__Belge bölümü__

_ _ _

Oy oranları bu kadar birbirine yakın olduğunda, küçük farklılıklar dünyayı değiştiren etkilere sahip olabilir.
Bu nedenle, okları Joe Biden ya da Donald Trump'a çevirebilecek bir düzine dinamik var. Ekonomi, sınır, kürtaj, katılım ve ikna operasyonları, bağışçılar ve gönüllüler bunlardan sadece bazıları.
Ancak bu seçimde üç büyük belirsizlik alanı daha mevcut.
Birincisi, üçüncü partilerin rolü büyük olacak. Zira birçok Amerikalı her iki ana partiyi de biraz tuhaf buluyor.
Teoride bu iki partinin arasındaki düopolü kırmak harika olurdu. Pratikte, mevcut üçüncü parti adaylarına dönmek çare olabilir.
Bu yılki adaylar arasında, Amerika'ya tek katkısı Trump'ın 2016'daki zaferini ve Paris iklim anlaşmasından çekilmesini kolaylaştırmak olan çevreci Jill Stein da var. Biden ile Trump arasında pek bir fark olmadığını düşünen solcu profesör Cornel West de bu yıl adaylar arasında. Bir de Robert Kennedy Junior var.

_ _ _

__Sağlanan malzeme__
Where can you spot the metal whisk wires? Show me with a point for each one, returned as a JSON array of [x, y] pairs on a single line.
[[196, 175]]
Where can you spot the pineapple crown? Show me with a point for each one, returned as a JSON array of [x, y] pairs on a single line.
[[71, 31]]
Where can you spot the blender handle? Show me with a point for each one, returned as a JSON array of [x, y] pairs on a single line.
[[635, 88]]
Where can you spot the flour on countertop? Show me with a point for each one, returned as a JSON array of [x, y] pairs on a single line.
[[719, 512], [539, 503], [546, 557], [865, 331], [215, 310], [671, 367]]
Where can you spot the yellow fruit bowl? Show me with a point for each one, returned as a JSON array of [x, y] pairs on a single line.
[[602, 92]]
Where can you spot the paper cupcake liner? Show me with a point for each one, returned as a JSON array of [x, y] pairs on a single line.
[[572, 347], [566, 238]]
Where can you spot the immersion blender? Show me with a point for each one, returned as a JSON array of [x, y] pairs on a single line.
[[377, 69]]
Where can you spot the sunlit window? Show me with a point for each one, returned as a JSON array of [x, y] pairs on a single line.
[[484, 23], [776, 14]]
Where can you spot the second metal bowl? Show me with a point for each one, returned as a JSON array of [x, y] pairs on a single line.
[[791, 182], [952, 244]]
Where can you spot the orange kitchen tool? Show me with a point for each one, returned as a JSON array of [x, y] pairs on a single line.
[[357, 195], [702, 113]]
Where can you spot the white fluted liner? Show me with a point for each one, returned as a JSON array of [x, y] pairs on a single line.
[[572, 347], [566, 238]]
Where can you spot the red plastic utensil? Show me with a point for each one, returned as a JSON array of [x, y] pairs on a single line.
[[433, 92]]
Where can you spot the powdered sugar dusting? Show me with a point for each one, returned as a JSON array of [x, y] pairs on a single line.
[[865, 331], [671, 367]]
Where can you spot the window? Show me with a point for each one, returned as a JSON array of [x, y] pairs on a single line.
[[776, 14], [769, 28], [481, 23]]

_ _ _

__İstenen__
ABD seçimindeki belirsizlikleri anlatan metni son cümlesinin ardından sürdürür müsün?

__Alıştırma çıktısı__
İki büyük parti, sahip oldukları bu düopolü ısrarla muhafaza ediyor. Ralph Nader'in Florida'da eyaletin George W. Bush'a geçmesine yetecek kadar oy aldığı 2000 yılından bu yana partiler, başkanlık seçimlerinde kimlerin oy pusulasında yer alabileceğine ilişkin kuralları sıkılaştırdı.
Stein ve West'in her eyalette başarı gösterme ihtimali düşük. Kennedy'nin durumu ise farklı.
Üçüncü partilerin de dahil olduğu anketlerde oyların %12'sini alıyor. Bu da çoğu eyalette oy pusulasına girmesi için yeterli imzayı toplayabileceğini gösteriyor. Eğer bu anketler Kasım ayında oy oranına dönüşürse, 1992'de Ross Perot'tan bu yana en yüksek üçüncü parti skoru olabilir.
Kennedy'nin kimlerden daha fazla oy alacağı konusunda kesin konuşmak zor. Soyadı daha çok Demokratların ilgisini çekeceğini gösteriyor. Ancak Cumhuriyetçiler onu daha çok seviyor.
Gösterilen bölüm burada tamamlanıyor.